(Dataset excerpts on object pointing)
╔══

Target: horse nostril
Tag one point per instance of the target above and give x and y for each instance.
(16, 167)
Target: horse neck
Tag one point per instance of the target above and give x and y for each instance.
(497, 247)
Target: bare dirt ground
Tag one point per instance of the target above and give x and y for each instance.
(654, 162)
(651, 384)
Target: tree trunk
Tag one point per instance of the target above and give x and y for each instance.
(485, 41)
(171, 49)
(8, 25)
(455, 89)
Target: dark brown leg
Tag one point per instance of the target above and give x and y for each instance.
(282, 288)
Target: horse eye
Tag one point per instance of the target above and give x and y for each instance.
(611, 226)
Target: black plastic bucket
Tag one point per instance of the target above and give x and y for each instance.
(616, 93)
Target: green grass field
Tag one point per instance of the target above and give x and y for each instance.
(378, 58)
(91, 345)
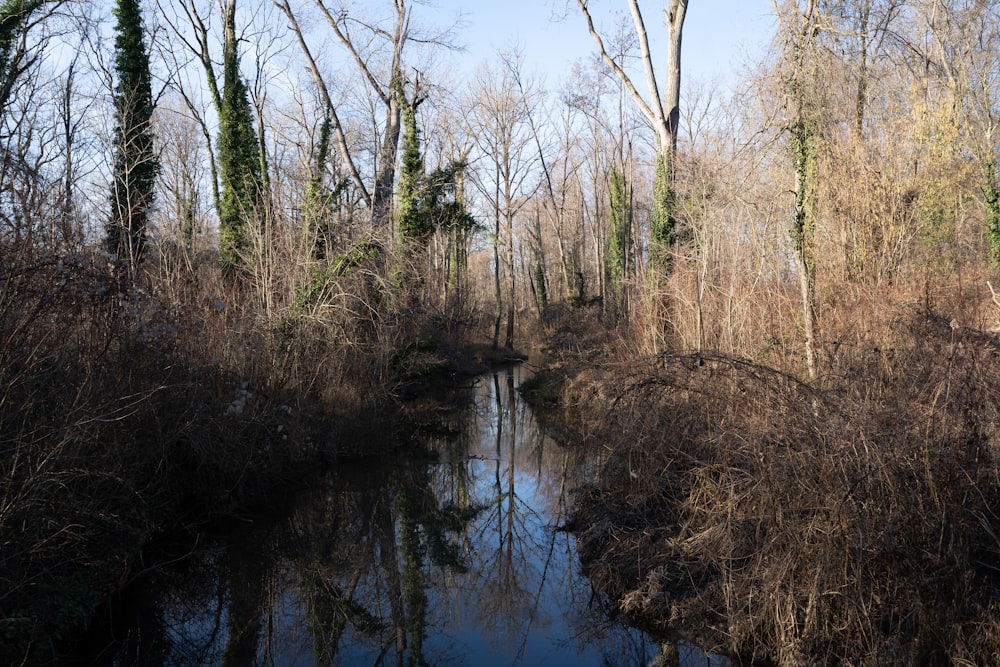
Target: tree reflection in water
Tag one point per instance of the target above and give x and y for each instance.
(446, 557)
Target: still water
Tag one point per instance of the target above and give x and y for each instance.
(449, 556)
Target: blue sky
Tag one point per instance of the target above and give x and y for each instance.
(719, 35)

╚══

[What to do]: Reproduce the lines starting at the one that contains "Target: tree reflection in water" and ending at the last line, substituting "calm water" for "still water" and leaving everything else unchanged.

[The reply]:
Target: tree reflection in water
Tag one point per instance of the target above and give x and y for each instance.
(446, 557)
Target: calm water
Tag one point per instance of the target above and give x and y for each instance.
(449, 556)
Target: blue sky
Tag one point per instance of the target above and give x and y for each instance.
(719, 35)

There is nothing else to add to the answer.